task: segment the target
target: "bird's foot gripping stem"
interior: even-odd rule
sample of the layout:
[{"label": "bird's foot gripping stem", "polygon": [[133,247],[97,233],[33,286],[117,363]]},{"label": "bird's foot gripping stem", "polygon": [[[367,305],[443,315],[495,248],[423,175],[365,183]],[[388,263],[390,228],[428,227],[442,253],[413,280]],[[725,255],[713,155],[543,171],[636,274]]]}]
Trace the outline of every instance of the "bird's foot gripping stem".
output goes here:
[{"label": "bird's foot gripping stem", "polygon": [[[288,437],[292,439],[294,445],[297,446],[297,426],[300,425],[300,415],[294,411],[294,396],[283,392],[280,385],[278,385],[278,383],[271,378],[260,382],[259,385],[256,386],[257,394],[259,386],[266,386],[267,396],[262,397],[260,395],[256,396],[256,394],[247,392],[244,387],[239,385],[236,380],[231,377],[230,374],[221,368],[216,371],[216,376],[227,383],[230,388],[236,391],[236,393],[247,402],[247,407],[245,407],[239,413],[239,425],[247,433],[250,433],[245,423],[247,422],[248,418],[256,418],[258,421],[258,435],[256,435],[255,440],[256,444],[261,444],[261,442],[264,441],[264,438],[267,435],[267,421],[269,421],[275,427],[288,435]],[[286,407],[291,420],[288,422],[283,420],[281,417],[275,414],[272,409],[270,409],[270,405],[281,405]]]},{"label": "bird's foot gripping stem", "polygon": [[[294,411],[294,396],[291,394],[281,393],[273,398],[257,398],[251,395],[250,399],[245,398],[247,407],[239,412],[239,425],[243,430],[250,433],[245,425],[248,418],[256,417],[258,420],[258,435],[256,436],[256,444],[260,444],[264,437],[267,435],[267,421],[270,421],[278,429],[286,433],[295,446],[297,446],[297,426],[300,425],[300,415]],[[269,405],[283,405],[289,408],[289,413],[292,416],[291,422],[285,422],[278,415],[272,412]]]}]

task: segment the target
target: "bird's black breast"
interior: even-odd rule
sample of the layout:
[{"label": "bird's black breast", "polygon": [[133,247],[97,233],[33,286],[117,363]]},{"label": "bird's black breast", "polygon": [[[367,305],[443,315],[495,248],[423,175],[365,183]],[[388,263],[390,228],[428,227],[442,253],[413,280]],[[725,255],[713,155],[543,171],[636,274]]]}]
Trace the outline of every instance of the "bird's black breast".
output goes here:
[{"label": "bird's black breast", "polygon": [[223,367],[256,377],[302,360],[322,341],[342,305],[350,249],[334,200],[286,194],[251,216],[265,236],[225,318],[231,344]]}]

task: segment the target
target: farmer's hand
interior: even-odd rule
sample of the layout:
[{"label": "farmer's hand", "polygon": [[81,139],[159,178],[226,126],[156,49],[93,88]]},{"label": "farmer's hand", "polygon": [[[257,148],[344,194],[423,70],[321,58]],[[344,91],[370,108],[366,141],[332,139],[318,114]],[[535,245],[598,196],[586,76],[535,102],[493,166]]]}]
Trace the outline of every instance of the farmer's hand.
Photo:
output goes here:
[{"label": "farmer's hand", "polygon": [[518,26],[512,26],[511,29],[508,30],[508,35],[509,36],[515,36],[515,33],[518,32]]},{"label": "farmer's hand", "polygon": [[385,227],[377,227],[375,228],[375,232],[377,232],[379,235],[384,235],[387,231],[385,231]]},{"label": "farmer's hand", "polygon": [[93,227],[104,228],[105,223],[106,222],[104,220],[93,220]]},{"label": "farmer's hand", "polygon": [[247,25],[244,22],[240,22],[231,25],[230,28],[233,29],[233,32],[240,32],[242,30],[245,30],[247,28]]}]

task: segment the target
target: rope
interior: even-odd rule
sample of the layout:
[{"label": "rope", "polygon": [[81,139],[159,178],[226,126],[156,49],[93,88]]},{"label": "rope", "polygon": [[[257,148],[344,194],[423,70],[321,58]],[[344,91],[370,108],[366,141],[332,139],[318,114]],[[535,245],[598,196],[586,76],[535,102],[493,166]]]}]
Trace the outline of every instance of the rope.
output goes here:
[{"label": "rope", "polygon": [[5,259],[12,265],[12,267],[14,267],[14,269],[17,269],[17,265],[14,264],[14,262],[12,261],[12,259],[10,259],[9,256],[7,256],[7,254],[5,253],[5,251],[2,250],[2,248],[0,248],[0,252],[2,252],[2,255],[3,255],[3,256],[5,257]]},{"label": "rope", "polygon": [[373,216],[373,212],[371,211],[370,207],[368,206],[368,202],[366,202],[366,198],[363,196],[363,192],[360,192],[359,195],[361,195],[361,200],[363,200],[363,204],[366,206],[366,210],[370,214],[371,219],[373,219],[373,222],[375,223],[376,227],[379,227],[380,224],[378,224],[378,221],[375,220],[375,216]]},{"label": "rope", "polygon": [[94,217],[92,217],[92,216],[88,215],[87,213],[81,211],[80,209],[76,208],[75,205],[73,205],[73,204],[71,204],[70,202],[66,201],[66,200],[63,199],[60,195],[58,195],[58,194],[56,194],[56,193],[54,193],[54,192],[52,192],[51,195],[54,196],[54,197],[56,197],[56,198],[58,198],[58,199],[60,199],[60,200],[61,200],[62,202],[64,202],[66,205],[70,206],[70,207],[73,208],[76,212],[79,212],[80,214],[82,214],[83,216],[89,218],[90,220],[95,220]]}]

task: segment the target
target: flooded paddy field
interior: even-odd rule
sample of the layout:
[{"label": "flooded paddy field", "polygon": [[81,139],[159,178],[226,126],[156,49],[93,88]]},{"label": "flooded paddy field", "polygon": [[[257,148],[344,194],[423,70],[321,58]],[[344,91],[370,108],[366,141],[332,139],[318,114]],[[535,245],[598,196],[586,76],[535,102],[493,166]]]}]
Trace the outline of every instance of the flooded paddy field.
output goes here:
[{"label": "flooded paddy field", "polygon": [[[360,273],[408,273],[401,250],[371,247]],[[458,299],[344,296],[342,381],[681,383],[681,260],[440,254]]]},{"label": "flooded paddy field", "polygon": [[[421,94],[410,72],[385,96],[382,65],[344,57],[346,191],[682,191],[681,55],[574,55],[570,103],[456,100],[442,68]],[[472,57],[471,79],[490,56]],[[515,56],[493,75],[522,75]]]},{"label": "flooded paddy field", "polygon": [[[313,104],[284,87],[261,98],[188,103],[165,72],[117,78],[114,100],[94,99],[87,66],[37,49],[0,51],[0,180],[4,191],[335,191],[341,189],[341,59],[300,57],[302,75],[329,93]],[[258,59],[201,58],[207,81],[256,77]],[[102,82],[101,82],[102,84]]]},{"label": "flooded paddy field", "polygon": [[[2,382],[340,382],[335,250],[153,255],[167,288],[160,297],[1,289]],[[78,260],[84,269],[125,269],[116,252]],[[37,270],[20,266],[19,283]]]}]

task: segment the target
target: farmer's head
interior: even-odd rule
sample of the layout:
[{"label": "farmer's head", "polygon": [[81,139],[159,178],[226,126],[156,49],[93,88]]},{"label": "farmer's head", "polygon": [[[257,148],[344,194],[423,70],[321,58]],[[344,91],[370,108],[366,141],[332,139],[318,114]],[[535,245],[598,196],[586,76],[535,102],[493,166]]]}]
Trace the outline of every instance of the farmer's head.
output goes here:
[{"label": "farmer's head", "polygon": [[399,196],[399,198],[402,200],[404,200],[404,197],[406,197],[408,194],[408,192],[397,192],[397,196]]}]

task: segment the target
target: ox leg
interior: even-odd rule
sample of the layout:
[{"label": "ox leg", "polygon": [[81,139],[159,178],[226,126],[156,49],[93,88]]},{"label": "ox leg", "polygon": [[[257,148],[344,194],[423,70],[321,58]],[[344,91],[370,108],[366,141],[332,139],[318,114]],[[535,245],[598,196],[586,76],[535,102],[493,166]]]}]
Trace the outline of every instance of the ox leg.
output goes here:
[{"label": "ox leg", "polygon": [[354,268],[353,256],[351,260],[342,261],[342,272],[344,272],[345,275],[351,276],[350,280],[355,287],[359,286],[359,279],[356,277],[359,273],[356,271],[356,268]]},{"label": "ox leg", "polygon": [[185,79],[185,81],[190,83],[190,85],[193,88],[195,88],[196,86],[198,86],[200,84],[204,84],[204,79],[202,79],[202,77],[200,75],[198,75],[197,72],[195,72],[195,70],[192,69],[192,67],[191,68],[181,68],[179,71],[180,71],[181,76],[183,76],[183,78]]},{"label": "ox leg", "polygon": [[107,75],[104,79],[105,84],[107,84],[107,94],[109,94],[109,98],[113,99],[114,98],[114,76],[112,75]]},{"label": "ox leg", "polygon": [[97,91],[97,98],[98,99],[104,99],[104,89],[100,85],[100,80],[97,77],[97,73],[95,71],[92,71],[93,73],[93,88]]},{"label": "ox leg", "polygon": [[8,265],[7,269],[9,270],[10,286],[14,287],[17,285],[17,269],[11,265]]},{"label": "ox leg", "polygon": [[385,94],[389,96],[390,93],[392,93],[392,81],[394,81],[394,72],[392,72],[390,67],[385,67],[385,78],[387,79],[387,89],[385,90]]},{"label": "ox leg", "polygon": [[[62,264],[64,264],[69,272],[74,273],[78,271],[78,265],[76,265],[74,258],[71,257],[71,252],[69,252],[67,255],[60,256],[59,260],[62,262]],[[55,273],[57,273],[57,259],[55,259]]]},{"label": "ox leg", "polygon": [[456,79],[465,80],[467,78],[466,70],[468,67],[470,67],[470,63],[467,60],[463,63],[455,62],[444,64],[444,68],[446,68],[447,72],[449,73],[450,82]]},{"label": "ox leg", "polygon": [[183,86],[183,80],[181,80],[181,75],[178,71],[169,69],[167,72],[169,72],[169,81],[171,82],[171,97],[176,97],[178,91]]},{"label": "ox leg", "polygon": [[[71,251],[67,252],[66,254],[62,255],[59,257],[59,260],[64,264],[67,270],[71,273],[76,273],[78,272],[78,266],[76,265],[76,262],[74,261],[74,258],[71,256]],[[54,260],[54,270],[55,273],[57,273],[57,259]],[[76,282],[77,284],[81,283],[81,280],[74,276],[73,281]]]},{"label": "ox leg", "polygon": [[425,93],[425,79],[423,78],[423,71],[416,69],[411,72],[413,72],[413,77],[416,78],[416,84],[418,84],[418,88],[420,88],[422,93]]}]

★ ★ ★ ★ ★ ★ ★

Goal of the exercise
Each line from the one containing "Trace the outline of every instance of the ox" through the last line of the material must be restated word for word, with no other text.

Exercise answer
Trace the outline of every instance of the ox leg.
output goes here:
[{"label": "ox leg", "polygon": [[354,268],[353,256],[351,260],[342,261],[342,272],[344,272],[345,275],[351,276],[350,280],[355,287],[359,286],[359,279],[356,277],[359,273],[356,271],[356,268]]},{"label": "ox leg", "polygon": [[185,79],[185,81],[190,83],[190,85],[193,88],[195,88],[196,86],[198,86],[200,84],[204,84],[204,79],[202,79],[202,77],[200,75],[198,75],[197,72],[195,72],[195,70],[192,69],[192,67],[191,68],[181,68],[179,71],[180,71],[181,76],[183,76],[183,78]]},{"label": "ox leg", "polygon": [[107,75],[104,79],[105,84],[107,84],[107,94],[109,94],[109,98],[113,99],[114,98],[114,76],[112,75]]},{"label": "ox leg", "polygon": [[97,91],[97,98],[98,99],[104,99],[104,89],[100,85],[100,80],[97,77],[97,73],[95,71],[92,71],[93,73],[93,88]]},{"label": "ox leg", "polygon": [[8,265],[7,269],[9,270],[10,286],[14,287],[17,285],[17,269],[11,265]]},{"label": "ox leg", "polygon": [[385,94],[389,96],[390,93],[392,93],[392,81],[394,81],[394,72],[392,72],[390,67],[385,67],[385,78],[387,79],[387,89],[385,90]]},{"label": "ox leg", "polygon": [[[62,264],[64,264],[69,272],[74,273],[78,271],[78,265],[76,265],[74,258],[71,257],[71,252],[69,252],[67,255],[60,256],[59,260],[62,262]],[[55,273],[57,273],[57,259],[55,259]]]},{"label": "ox leg", "polygon": [[456,79],[465,80],[467,78],[466,70],[468,67],[470,67],[470,63],[467,60],[463,63],[455,62],[444,64],[444,68],[446,68],[447,72],[449,73],[450,82]]},{"label": "ox leg", "polygon": [[183,86],[183,80],[181,80],[181,75],[178,71],[169,69],[167,72],[169,72],[169,81],[171,82],[171,97],[176,97],[178,91]]},{"label": "ox leg", "polygon": [[[71,251],[67,252],[66,254],[62,255],[59,257],[59,260],[64,264],[67,270],[71,273],[76,273],[78,272],[78,266],[76,265],[76,262],[74,261],[74,258],[71,256]],[[54,260],[54,270],[55,273],[57,273],[57,259]],[[76,282],[77,284],[81,283],[81,280],[74,276],[73,281]]]},{"label": "ox leg", "polygon": [[425,93],[425,79],[423,78],[423,71],[416,69],[411,72],[413,72],[413,77],[416,78],[416,84],[418,84],[418,88],[420,88],[422,93]]}]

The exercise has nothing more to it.